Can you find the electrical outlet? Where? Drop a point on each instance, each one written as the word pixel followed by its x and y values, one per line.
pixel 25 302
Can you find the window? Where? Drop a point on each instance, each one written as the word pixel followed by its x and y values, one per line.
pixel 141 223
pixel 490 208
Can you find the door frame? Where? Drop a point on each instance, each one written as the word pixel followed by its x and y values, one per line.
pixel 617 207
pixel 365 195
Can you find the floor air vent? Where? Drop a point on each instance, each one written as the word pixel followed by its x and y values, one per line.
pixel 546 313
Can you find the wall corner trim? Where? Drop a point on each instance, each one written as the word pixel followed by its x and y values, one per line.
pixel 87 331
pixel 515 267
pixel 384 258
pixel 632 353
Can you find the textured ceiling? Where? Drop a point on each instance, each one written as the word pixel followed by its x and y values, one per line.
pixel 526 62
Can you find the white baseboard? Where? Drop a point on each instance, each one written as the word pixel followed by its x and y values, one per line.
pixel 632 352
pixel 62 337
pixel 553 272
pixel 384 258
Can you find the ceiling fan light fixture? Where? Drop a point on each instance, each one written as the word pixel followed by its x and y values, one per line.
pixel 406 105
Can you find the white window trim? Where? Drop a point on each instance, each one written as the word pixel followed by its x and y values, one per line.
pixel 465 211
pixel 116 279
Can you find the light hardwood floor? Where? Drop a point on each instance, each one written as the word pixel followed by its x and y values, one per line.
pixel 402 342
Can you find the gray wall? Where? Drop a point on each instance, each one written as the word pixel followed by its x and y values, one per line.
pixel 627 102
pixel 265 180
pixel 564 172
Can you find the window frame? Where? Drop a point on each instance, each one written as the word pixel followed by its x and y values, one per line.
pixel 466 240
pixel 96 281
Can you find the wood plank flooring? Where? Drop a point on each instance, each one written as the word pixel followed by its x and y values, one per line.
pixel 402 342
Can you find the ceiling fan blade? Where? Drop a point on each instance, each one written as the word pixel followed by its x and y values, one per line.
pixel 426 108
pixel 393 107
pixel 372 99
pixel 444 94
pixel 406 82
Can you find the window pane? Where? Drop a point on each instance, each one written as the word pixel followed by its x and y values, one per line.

*-*-*

**WHAT TO PRODUCE**
Print the rows again word for word, starting with the row that contains "Can you find the window frame?" and continuing through the last row above.

**WRITTEN SOLUTION**
Can you find the window frame? Where? Drop a point on each instance, each one written as the word pixel followed by its x and y values, one per line.
pixel 466 240
pixel 96 281
Can you find the wood plank flooring? Where? Drop a point on each instance, each one written as the word pixel followed by its x and y values, one per line.
pixel 402 342
Can you find the ceiling fan blade? Where? Drop a point on each instance, each one written as the word pixel followed by its x and y values, one per line.
pixel 426 108
pixel 393 107
pixel 372 99
pixel 444 94
pixel 406 82
Can you find the window pane? Where? Drop a point on each instance, each one written as the word pixel followed by its x and y values, one per line.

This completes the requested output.